##### Ausgangstext #####

Wie lange müssen wir uns noch hässliche Betonfassaden anschauen? Lübeck und Frankfurt setzen einen neuen Trend: Langsam begreifen Architekten wieder, wie wichtig die Schauseite eines Gebäudes ist.
Die Welt vom 14.05.2016 - von Rainer Haubrich

Wenn Architekten ihre eigenen Entwürfe beschreiben, so lehrt die Erfahrung, ist Vorsicht angebracht. Ein Baumeister sagt beispielsweise über die Fassade seines Gebäudes, sie nehme den Charakter der Straße "auf zeitgenössische Weise" auf, in ihrer "Materialität" bilde sie einen "spannungsreichen Kontrast" zu den angrenzenden Häusern, sie zeige zudem ein "feines Relief", und der Rhythmus der "Wandöffnungen" spiegele "konsequent" die Anordnung der Räume dahinter. Trotz dieser wohlklingenden Architektenprosa kann es passieren, dass wir nach der Fertigstellung des "Projektes" vor einer kahlen Sichtbetonfassade mit schmalen Fensterschlitzen stehen. Der interessierte Laie mag sich dann ernüchtert abwenden – das Bauwerk hätte dennoch alle Chancen, in der Fachpresse hoch gelobt und mit einem der inzwischen unzähligen Architekturpreise ausgezeichnet zu werden.

#####

# Aufgaben:
1. Beantworten Sie anhand des Textes über Gebäudefassaden die folgenden Fragen:
(a) Welche beiden Städte setzen laut Text einen neuen Trend?
(b) In welcher Zeitung und an welchem Datum ist der Text erschienen?
(c) Vor was für einer Fassade stehen wir nach der Fertigstellung womöglich trotz wohlklingender Architektenprosa?
2. Schreiben Sie aus dem Text über Gebäudefassaden wortgetreu alles ab, von „Wie lange müssen“ bis hinunter zu „eines Gebäudes ist.“.

##### Datensätze #####

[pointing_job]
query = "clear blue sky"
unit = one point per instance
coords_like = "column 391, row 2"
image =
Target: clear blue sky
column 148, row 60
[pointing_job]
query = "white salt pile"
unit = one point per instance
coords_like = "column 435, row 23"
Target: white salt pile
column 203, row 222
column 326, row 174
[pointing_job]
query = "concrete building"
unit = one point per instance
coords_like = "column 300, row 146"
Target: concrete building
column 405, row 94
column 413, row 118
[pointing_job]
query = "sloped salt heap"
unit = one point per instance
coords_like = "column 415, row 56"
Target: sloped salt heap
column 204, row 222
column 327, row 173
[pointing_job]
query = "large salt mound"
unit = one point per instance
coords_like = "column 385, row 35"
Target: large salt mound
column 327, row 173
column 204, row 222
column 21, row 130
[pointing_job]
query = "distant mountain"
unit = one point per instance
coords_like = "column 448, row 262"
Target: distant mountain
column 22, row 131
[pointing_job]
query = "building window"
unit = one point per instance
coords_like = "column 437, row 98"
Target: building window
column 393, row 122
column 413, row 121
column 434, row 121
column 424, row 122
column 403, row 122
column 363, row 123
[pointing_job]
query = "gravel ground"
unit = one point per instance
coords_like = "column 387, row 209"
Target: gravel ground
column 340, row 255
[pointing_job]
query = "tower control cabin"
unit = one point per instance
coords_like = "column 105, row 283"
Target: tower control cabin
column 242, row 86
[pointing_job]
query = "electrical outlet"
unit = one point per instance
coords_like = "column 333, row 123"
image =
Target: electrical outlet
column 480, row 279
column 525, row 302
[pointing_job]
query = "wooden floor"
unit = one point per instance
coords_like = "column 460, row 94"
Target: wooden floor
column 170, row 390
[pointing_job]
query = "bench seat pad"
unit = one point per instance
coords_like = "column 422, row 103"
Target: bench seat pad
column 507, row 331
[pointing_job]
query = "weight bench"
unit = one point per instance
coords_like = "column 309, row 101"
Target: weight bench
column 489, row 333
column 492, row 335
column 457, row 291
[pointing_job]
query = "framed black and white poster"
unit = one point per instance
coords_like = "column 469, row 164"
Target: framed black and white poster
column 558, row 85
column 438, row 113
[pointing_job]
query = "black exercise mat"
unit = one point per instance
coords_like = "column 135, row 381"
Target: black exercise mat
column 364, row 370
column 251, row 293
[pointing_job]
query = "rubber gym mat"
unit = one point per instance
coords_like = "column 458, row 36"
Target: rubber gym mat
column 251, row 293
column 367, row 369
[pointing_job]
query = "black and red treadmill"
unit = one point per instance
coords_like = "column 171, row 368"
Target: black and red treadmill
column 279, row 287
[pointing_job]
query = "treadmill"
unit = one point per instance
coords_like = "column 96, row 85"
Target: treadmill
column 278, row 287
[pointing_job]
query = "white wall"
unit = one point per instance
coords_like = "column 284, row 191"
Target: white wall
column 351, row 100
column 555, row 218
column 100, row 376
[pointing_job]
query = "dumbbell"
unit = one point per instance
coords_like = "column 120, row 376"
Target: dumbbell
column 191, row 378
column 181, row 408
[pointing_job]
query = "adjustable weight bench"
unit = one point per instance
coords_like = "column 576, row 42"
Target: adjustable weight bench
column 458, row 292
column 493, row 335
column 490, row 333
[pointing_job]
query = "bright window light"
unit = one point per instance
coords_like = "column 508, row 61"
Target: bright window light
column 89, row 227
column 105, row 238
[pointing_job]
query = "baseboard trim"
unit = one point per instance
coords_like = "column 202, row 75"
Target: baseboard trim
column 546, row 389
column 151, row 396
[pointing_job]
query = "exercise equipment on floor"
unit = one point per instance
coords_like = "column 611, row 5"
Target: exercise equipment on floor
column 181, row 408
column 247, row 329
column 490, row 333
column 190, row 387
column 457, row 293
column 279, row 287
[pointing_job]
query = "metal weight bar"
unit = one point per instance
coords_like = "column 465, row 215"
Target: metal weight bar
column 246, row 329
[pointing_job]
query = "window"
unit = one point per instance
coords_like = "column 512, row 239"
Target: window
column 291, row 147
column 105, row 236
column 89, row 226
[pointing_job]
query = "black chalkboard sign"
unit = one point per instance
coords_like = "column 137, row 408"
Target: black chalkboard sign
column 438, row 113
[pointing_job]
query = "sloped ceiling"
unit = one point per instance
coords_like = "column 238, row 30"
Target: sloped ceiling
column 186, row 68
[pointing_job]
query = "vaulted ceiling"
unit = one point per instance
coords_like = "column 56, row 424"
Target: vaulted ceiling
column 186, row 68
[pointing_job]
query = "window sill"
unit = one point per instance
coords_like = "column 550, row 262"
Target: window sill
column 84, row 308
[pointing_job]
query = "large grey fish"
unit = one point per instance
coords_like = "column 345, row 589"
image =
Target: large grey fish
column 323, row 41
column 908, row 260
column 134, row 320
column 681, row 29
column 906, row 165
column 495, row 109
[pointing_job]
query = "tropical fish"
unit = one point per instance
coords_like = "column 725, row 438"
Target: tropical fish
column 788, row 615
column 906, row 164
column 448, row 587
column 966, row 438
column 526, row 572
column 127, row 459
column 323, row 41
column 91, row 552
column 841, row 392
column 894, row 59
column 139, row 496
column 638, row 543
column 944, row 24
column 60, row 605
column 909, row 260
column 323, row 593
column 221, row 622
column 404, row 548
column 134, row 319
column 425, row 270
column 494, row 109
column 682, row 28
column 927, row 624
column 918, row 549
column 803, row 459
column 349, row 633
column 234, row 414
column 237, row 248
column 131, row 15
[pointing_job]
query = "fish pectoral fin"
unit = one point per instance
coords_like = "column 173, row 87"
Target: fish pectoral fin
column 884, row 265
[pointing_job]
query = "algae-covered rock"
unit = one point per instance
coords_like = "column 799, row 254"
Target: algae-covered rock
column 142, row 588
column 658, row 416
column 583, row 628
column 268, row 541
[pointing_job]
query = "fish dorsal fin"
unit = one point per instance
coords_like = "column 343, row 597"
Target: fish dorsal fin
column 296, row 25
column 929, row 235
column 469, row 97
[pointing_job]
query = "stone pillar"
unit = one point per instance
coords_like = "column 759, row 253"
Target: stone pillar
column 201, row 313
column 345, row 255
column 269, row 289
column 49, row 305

#####

# Lösungen:
1.
(a) Lübeck und Frankfurt.
(b) In Die Welt vom 14.05.2016.
(c) Vor einer kahlen Sichtbetonfassade mit schmalen Fensterschlitzen.

2.
Wie lange müssen wir uns noch hässliche Betonfassaden anschauen? Lübeck und Frankfurt setzen einen neuen Trend: Langsam begreifen Architekten wieder, wie wichtig die Schauseite eines Gebäudes ist.